* Begin Reading text *
N: But the idea also that bad behavior can keep you mentally healthy – does that come from anything in real life?
JS: Well, I think when [Chris] Ford was figuring out how to turn it into a feature, we knew that it is important, keeping people active and engaged in their life; it’s a big part of keeping healthy on a mental level. He just said, “Look, it could be painting…but robbery’s gonna be a lot more fun.” You know, as far as a project for them to do together.
N: There’s a lot of debate in nerdy circles about what is or isn’t “pure” sci-fi, versus space fantasy, or futuristic action. By most definitions this is really pure science fiction, with big ideas and commentary on humanity in a plausible futuristic setting….
JS: Which is funny, because I am not a sci-fi guy, if I can confess, like, I feel bad. Ford would be able to answer these questions better. I never really looked at it as sci-fi, and I even cut a little mood piece when we were going out with the script, just with a bunch of robots – some of which you see at the end of the movie now, in the credits. And the tagline was, “Robots are not science fiction.” Because they’re building these things, they’re real, and it is sci-fi because they don’t exist in this form yet, but we tried to treat it as grounded as we could, which I guess any good sci-fi movie does.
N: It feels like it’s in a literary sci-fi tradition, though. Have you read a lot of Asimov, Bradbury, stuff like that?
JS: Yes. Certainly I’ve read that, and Ford has an even better grasp of it. He wanted to do something in the Asimov lineage, where there’s a logic to everything. The robot doesn’t magically develop a soul, they’re not evil and out to kill us because it just doesn’t make sense. Whether you buy the logic or not, there is a series of logical decisions that the robot is making, that guide the things that he does in the film.
N: Did it take a while to come up with the perfect design for the robot? The blank face looks really sinister at first, and you sort of hope for bright blue eyes like Eve in Wall-E.
JS: Right. I knew from the beginning that that’s what we wanted. The face should be blank because we should feel that it’s creepy at first; we as an audience should take on Frank’s perspective. So when the robot first shows up and he doesn’t want it there, we should think it is a little creepy to have this thing in his house, and as he grows to love it, hopefully we grow to love it too. And, I mean, people care about their Roombas – it’s not hard for us to ascribe emotion to inanimate objects. So I just told the designers less is more, less is more, less is more, with the design. Frank’s performance really brings that emotion to it.
N: Was the robot puppetry, or was there someone inside?
JS: There’s someone inside. Every now and then it’s puppeted, and sometimes if we’re doing Frank’s close-up we just put a torso there, but predominantly Rachael Ma had to suffer through 100-degree heat in upstate New York in that suit. Rachael did 18 of the 20 days and Dana Morgan came in for two, just because it was such a hard thing to go through. It’s built by Alterian FX, in the Valley – they built the Daft Punk helmets, they do all the Farrelly brothers movies, they do animatronic Chucky dolls and all that stuff.
N: When you shot the scenes with the robot, was anyone reading the lines on-set, or did Frank have to memorize the pauses?
JS: For a while, we tried to have Rachael do it from the suit, but it was just so hot and she was nearly passing out; it was better to focus on the motions. But yeah, Frank’s nephew was a PA on our set and he would read the lines off-camera.
* End Reading text *
* Begin Information provided *
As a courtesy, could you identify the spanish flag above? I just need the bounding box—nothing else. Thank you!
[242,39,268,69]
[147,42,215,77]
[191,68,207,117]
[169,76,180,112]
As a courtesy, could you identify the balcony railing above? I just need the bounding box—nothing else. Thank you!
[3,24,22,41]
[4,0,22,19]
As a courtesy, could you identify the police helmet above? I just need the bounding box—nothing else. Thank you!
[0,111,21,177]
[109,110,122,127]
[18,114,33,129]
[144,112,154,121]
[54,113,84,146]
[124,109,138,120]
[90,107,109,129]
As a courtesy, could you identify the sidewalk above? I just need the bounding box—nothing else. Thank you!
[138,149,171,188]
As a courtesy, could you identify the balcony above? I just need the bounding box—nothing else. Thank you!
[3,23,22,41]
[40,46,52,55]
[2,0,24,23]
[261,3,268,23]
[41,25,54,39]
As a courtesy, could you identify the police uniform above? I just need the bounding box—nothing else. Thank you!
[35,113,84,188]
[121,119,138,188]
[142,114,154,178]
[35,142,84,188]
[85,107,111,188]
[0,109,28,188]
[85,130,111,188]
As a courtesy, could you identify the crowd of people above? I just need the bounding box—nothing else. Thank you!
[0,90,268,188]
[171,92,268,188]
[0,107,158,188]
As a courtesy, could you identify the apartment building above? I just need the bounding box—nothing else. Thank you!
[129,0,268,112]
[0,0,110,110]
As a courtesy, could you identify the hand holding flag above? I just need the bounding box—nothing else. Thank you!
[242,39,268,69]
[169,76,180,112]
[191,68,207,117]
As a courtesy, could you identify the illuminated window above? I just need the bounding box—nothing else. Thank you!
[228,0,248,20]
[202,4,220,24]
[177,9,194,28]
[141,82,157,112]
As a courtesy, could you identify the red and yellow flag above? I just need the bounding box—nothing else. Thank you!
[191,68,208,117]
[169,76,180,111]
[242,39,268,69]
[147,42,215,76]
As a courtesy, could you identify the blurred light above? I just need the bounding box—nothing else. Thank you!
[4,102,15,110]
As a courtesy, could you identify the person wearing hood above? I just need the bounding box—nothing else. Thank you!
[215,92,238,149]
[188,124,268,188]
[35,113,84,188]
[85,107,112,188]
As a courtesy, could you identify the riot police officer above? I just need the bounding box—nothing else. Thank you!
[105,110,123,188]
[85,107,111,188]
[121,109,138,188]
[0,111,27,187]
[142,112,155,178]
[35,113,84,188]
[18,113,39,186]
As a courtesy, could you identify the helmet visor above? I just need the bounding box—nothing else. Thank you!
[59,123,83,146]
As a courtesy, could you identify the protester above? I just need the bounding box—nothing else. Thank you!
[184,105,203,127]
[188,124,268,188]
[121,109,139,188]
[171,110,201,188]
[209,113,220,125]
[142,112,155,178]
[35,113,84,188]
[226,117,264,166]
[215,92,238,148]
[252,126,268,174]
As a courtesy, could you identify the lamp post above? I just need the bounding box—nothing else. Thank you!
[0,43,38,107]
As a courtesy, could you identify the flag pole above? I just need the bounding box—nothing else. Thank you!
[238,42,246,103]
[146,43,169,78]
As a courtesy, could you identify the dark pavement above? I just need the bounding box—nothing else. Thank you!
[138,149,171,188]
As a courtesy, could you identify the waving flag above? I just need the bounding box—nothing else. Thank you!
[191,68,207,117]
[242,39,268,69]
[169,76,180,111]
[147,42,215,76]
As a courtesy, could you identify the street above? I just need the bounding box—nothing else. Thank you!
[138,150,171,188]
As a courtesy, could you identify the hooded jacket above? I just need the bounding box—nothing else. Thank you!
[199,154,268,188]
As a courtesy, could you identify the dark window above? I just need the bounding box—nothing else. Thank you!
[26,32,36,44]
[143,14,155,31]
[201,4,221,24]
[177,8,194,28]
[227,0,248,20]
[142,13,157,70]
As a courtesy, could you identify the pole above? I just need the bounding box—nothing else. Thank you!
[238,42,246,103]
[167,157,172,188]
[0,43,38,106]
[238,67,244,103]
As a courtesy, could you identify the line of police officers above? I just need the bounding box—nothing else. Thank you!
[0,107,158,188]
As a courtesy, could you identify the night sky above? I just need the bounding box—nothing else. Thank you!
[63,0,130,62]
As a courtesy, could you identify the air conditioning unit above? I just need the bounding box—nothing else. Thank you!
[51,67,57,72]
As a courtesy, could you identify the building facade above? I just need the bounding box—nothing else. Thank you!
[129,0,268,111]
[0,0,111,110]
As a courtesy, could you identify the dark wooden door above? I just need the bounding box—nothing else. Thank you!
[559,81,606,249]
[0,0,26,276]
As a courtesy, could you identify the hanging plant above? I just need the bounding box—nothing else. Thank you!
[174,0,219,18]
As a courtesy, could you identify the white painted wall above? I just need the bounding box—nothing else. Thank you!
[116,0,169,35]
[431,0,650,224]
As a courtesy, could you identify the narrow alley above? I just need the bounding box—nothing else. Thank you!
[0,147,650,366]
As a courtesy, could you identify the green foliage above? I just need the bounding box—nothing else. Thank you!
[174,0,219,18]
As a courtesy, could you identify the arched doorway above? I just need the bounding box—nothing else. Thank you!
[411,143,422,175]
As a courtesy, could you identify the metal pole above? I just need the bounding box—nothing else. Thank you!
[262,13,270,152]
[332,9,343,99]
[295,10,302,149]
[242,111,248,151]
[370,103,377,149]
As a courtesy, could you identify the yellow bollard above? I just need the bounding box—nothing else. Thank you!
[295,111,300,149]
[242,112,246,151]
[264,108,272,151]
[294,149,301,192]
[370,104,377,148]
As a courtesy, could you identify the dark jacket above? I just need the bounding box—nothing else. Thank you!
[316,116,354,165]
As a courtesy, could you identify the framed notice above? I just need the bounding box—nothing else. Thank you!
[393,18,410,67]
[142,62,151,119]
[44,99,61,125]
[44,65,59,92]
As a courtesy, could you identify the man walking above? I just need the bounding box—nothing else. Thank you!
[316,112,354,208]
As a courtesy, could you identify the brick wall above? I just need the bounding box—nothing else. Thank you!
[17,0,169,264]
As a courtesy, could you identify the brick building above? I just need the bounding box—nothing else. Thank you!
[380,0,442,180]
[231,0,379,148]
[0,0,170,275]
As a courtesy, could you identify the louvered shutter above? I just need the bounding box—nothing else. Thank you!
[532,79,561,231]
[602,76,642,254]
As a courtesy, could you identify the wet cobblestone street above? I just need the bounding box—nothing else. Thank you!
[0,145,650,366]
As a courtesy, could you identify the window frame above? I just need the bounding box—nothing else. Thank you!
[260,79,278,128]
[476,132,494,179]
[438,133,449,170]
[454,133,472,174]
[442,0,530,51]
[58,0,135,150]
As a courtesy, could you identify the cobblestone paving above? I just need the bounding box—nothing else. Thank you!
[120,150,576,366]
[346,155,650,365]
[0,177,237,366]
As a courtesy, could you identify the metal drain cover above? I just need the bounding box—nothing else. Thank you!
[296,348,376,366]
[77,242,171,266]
* End Information provided *
| List of tasks |
(1) Return the passage of the interview between "N: Did it take" and "there someone inside?", inclusive, copied word for word.
(2) Resume the interview about making the robot film, picking up after its final line.
The records are separate material and have no connection to the interview.

| Responses to the exercise |
(1)
N: Did it take a while to come up with the perfect design for the robot? The blank face looks really sinister at first, and you sort of hope for bright blue eyes like Eve in Wall-E.
JS: Right. I knew from the beginning that that’s what we wanted. The face should be blank because we should feel that it’s creepy at first; we as an audience should take on Frank’s perspective. So when the robot first shows up and he doesn’t want it there, we should think it is a little creepy to have this thing in his house, and as he grows to love it, hopefully we grow to love it too. And, I mean, people care about their Roombas – it’s not hard for us to ascribe emotion to inanimate objects. So I just told the designers less is more, less is more, less is more, with the design. Frank’s performance really brings that emotion to it.
N: Was the robot puppetry, or was there someone inside?

(2)
N: Is Rachael an experienced dancer? How was that physicality for her?
JS: She’s an actress and dancer. It was funny, because the girl who was supposed to play the robot – my friend Rosalie – we built the suit for her out here, and then two days before we were going to ship it to New York she put it on for the first time and had an extreme claustrophobic reaction: she just couldn’t do it. So we had to find someone in New York with her proportions who could step in two days and do the whole robot thing, so we were very lucky to find her.
N: So, two days to get the body language down? Was that a process you left to her?
JS: No, we were all just trying to figure it out as quickly as we could. We ended up limiting it a lot; I think probably the last day of shooting, we felt that we had really locked it in.
JS: Yep. The funny thing is we weren’t trying to do that, but you just end up there. It’s just one of those things. Ford was saying that if it can reason this well, it probably would be able to talk in a much more naturalistic way, but in a weird way you’re not just beholden to what would be true but also to what an audience will accept. And we were talking to roboticists about this, because we showed it at the Robot Film Festival in New York, and they were saying they’re going to have to do some of the same things, like they may have to build robots with sounds that are more “traditionally robotic” than is necessary, because that’s what we want from a robot. That’s what we accept. In the same way that, like, the Chevy Volt, when you turn it on and you press the button, it just makes a sound like an engine, but there’s no engine. They just do that because we want that to be there. So when we tried it more human and more natural, it just didn’t line up – you didn’t feel the sound was coming from that robot onscreen. It’s a balance of figuring that out.
N: So how many tests did you do before you got the voice perfect?
JS: Well, we only had eight hours with Peter.
N: For the whole movie?
JS: It was two four-hour sessions. I think actually all the lines come from one half-hour sequence. It was on the afternoon of the second day and we just printed out every robot line, in sequence, without interaction and he just read them straight through. That ended up being the best way to make it sound detached enough. And the nice thing with Peter is he has such an emotive, caring voice that you get all that even without him doing an emotional performance.
N: When you talked to the roboticists about this movie, how far off did they say we are from something like this?
JS: People have different opinions, because some of them think what we’re likely to see won’t take a real humanoid form at all; it’s more likely to be kind of a “smart” house. Right now there are those seal-bots, the stuffed animatronic things they give to old people, where they form a connection with it and find an improvement in their health. I don’t know what answer to go on-record with.
N: In the LAFF catalog, they said the movie’s set far enough in the future that Langella’s character talks with modern youth slang so you know he’s from our generation now – but I didn’t notice any of that in the movie. Was it there?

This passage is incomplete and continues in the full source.